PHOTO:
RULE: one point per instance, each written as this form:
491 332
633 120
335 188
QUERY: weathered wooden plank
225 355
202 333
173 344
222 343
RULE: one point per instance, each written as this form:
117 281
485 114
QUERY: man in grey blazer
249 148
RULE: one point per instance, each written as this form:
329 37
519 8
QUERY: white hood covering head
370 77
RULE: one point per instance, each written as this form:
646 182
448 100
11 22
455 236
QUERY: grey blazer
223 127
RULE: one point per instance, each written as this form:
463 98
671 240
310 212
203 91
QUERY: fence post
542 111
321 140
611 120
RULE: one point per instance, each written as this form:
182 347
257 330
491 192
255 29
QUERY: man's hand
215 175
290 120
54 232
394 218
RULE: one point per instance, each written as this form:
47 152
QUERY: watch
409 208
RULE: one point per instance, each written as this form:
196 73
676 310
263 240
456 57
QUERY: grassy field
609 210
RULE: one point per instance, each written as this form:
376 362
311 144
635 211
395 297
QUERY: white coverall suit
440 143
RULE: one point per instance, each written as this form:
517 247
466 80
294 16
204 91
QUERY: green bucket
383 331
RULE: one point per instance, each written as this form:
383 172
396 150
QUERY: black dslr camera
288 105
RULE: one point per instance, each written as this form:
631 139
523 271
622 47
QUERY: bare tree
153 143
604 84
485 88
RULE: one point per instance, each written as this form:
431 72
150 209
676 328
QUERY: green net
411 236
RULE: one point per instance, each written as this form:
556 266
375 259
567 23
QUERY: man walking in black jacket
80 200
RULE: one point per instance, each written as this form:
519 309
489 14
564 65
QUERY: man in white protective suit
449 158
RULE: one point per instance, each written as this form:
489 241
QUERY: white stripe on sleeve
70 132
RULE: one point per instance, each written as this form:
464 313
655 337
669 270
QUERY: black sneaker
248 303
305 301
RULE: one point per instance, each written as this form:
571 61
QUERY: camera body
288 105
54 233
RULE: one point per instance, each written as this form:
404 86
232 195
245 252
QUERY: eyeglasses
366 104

* **Exercise**:
Every record above should be output exactly.

* **The solution**:
PHOTO:
RULE: one point per instance, each written as this form:
491 332
633 120
335 188
QUERY: weathered wooden plank
225 355
202 333
173 344
222 343
RULE: one point per instance, each written as this form:
117 281
485 114
QUERY: man in grey blazer
249 148
RULE: one point per instance, each written as this form:
329 37
519 8
QUERY: white hood covering head
370 77
RULE: one point per instance, each written as this form:
646 182
448 100
11 22
455 236
QUERY: grey blazer
223 127
RULE: one point per instance, each written as this form:
463 98
671 240
310 212
203 91
QUERY: fence post
542 111
321 140
611 120
RULE: one point per instance, each written as this form:
182 347
257 330
491 192
255 29
QUERY: man's hand
215 175
290 120
54 232
394 218
RULE: one point per instance, each written as this form:
47 152
QUERY: watch
409 208
RULE: one point per instance, each written as this form:
196 73
676 310
263 240
456 57
QUERY: grassy field
609 210
RULE: one point per instance, each written as this form:
376 362
311 144
635 211
395 297
QUERY: white coverall suit
440 143
RULE: one point per instance, each written as this form:
517 247
466 80
294 16
204 91
QUERY: green bucket
383 331
RULE: one point per instance, each written as this form:
383 172
396 150
QUERY: black dslr camera
288 105
RULE: one point per instance, each written as this form:
631 139
523 271
622 47
QUERY: bare tree
153 143
604 84
485 88
RULE: one point per instance, each written as this form:
431 72
150 209
676 328
QUERY: green net
411 236
RULE: one point per instance, each written as this form:
556 266
375 259
567 23
QUERY: man walking in black jacket
80 200
RULE: one point per instance, each written as this form:
519 309
489 14
564 65
QUERY: man in white protective suit
449 158
RULE: one point per instance, each written as this form:
489 241
QUERY: white stripe on sleeve
70 132
RULE: one point per instance, each written as this form:
464 313
655 337
669 270
QUERY: black sneaker
248 303
305 301
RULE: one point per instance, each written as this form:
571 61
QUERY: camera body
288 105
54 233
RULE: one point per instance, each written as this form:
404 86
232 195
245 252
QUERY: eyeglasses
366 104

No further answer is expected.